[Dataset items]
- - -
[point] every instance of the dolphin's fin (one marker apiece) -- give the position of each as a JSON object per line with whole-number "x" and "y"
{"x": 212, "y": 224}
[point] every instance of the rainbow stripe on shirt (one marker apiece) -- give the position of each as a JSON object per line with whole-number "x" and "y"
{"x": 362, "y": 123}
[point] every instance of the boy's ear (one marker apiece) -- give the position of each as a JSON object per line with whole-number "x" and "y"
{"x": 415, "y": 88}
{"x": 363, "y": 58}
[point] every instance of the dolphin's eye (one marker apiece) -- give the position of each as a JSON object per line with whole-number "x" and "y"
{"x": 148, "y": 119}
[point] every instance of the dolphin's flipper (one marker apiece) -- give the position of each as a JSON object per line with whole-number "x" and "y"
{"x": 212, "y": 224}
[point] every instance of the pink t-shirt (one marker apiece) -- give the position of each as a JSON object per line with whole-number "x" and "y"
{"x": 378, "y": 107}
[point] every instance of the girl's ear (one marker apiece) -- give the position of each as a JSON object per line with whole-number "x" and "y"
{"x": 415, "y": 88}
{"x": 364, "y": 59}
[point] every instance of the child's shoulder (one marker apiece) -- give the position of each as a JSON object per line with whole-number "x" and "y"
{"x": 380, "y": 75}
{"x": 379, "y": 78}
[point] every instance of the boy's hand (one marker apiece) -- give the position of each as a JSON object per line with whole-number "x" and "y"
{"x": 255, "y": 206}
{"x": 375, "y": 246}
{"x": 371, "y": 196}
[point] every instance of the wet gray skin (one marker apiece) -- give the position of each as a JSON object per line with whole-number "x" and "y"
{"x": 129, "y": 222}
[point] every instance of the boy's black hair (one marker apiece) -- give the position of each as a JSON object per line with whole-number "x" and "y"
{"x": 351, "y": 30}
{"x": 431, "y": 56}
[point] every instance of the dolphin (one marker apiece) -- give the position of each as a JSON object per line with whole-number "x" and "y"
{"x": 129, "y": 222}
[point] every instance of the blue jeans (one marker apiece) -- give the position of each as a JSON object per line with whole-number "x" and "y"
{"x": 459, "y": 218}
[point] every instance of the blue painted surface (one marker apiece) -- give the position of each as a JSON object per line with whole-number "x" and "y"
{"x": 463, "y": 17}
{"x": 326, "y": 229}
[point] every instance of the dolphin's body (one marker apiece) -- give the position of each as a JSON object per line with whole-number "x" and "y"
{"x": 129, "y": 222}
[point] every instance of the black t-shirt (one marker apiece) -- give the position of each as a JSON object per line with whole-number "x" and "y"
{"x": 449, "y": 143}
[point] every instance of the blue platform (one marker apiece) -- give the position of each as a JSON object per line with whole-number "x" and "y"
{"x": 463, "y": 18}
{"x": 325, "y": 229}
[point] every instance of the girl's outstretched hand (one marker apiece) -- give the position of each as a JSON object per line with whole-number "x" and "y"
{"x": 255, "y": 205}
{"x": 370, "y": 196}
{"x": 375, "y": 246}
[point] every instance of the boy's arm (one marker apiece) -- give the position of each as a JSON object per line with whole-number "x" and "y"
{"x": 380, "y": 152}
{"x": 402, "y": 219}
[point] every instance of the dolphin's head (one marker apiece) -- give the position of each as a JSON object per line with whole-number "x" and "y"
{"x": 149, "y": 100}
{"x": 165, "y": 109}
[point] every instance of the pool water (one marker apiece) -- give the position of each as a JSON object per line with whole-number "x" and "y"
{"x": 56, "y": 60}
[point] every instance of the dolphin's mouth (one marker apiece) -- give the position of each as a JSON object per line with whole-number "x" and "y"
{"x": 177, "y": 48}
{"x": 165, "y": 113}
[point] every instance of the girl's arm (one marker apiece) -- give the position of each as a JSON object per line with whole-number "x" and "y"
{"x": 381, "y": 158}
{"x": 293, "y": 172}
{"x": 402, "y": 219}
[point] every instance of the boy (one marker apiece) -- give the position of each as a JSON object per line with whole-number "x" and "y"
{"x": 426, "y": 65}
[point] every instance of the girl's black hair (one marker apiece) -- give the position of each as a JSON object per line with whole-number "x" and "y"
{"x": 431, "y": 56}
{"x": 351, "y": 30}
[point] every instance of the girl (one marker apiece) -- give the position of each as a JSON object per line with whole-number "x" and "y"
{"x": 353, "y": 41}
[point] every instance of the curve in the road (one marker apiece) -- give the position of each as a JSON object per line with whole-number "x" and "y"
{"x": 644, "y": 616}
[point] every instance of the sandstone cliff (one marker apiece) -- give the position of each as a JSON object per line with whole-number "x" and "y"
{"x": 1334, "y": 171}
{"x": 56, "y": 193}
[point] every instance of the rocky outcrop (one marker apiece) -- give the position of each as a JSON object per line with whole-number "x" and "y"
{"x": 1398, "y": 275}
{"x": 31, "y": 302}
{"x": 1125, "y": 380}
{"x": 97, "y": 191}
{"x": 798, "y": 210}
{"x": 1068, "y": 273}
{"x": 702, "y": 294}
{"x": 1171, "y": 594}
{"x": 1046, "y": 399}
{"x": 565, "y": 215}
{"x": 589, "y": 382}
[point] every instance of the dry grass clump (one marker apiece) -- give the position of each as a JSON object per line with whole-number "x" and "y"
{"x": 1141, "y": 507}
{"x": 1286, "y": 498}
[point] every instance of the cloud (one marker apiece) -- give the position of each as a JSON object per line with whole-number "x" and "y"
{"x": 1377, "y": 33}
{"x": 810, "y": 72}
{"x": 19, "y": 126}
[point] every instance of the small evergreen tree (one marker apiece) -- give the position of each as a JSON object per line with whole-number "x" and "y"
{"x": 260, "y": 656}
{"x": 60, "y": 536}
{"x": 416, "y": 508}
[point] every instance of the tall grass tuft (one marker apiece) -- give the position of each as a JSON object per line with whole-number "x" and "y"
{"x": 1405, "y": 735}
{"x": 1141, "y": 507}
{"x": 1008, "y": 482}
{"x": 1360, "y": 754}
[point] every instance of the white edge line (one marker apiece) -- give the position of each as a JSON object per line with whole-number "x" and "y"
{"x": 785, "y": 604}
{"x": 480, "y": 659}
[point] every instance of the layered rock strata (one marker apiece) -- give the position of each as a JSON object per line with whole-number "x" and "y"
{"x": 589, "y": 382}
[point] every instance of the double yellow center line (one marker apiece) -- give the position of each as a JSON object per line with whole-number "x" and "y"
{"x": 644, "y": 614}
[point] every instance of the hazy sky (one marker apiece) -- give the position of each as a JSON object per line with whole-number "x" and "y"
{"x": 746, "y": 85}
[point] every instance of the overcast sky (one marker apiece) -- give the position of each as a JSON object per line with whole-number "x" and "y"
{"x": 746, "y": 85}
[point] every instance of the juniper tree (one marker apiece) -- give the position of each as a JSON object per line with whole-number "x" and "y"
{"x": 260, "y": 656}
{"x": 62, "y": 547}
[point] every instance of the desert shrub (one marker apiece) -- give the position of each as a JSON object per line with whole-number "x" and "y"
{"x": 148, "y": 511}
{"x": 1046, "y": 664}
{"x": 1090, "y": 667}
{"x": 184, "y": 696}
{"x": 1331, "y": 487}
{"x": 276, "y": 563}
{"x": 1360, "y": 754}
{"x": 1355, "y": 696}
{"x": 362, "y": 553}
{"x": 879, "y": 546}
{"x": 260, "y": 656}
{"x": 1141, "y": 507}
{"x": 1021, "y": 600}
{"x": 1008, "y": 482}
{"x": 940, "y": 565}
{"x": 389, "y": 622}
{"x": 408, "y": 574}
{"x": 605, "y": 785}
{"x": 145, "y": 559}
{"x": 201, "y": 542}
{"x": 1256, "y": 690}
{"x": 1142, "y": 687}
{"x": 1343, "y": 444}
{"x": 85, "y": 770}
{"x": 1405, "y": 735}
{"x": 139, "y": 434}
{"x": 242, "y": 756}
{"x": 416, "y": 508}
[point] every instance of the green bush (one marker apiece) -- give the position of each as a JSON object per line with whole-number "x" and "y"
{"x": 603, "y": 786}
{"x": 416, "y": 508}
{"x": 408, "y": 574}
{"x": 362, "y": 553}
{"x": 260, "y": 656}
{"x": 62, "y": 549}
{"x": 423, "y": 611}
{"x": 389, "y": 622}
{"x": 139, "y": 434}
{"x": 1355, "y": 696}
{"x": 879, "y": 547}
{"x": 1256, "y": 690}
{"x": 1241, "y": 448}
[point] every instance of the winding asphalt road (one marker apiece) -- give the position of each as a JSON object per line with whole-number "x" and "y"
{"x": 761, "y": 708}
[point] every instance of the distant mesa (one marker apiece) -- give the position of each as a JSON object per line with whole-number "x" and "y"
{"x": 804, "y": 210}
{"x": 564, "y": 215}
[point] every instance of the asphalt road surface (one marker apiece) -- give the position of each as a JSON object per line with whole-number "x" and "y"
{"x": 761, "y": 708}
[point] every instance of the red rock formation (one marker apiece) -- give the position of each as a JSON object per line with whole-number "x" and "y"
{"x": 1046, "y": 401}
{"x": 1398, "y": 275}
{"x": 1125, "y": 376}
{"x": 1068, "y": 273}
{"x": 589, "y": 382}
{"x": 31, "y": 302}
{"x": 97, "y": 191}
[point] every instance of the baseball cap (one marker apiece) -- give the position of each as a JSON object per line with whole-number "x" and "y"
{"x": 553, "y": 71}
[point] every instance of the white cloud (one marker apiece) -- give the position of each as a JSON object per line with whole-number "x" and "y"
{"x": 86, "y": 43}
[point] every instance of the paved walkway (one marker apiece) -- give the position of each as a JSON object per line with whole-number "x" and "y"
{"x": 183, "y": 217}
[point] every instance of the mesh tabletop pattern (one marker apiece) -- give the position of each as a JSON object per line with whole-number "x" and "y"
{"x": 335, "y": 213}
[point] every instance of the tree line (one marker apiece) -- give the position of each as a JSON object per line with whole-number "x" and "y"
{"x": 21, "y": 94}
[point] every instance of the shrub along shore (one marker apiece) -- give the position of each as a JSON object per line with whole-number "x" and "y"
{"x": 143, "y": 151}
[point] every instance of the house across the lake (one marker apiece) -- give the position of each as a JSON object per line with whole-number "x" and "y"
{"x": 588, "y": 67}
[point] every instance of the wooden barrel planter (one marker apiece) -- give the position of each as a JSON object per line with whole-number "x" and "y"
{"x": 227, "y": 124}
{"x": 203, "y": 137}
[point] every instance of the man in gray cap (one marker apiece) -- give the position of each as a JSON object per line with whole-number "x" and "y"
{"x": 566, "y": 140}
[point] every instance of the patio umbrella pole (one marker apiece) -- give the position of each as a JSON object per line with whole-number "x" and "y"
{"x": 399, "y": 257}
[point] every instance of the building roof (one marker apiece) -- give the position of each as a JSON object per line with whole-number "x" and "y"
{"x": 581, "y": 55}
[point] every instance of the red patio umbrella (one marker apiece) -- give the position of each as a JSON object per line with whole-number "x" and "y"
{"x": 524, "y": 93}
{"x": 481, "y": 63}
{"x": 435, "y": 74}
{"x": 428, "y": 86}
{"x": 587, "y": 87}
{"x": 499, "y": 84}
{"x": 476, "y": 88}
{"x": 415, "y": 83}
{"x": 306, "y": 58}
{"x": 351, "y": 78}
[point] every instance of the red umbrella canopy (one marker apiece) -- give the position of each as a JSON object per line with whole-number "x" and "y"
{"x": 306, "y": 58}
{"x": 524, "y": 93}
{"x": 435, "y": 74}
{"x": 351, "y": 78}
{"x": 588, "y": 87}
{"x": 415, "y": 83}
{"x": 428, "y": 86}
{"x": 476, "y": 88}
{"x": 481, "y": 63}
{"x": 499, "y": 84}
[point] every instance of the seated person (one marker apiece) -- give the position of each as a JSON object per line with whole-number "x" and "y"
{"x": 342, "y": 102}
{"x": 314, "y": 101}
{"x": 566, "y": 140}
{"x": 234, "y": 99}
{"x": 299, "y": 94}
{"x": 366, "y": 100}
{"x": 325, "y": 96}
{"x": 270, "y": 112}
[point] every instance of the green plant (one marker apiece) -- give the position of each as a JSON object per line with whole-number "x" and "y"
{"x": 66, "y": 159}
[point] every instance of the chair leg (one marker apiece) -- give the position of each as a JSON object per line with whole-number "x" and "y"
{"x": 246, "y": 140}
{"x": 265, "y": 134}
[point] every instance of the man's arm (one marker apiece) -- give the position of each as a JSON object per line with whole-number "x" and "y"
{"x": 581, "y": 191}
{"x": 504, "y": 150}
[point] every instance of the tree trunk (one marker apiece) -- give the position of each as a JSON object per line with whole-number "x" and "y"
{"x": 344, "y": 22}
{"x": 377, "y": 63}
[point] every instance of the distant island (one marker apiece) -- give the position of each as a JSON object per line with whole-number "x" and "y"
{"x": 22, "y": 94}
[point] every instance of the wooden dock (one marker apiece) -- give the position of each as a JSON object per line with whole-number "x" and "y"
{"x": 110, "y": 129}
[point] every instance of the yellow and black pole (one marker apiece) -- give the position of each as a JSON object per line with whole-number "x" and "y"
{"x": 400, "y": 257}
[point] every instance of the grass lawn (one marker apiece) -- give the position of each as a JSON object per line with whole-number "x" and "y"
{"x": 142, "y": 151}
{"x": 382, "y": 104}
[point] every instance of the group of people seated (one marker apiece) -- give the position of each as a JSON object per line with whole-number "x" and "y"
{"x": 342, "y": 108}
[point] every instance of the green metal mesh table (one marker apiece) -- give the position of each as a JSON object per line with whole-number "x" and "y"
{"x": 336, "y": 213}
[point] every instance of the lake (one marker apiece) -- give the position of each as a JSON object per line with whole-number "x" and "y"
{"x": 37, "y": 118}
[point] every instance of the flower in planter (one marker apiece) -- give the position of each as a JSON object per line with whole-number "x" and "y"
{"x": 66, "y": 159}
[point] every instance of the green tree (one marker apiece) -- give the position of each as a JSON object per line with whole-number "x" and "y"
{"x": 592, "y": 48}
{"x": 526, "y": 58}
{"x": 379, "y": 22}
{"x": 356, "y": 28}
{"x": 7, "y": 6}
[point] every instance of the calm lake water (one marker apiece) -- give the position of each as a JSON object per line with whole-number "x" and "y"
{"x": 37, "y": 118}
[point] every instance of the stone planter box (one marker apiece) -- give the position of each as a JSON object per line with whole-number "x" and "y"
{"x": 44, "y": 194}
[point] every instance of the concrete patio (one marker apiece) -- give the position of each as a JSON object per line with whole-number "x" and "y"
- - -
### Task to carry out
Rewrite the lines from the one containing "[point] every instance of the green tree" through the end of the records, inclusive, as a JSON list of strings with one string per line and blank lines omitted.

### Right answer
[
  "[point] every instance of the green tree (one marker apiece) -- give the position of each as a JSON object per line with whole-number \"x\" and \"y\"",
  "{\"x\": 592, \"y\": 48}",
  "{\"x\": 526, \"y\": 58}",
  "{\"x\": 379, \"y\": 22}",
  "{\"x\": 356, \"y\": 28}",
  "{\"x\": 7, \"y\": 6}",
  "[point] every instance of the calm lake water (one marker apiece) -- give the position of each as a JSON object per line with whole-number \"x\" and \"y\"",
  "{\"x\": 37, \"y\": 118}",
  "[point] every instance of the stone planter box (one marker apiece) -- give the position of each as a JSON object per line with whole-number \"x\" and \"y\"",
  "{\"x\": 44, \"y\": 194}",
  "[point] every instance of the concrete patio (one marker apiece) -- give the position of each as a JSON object per line with whole-number \"x\" and \"y\""
]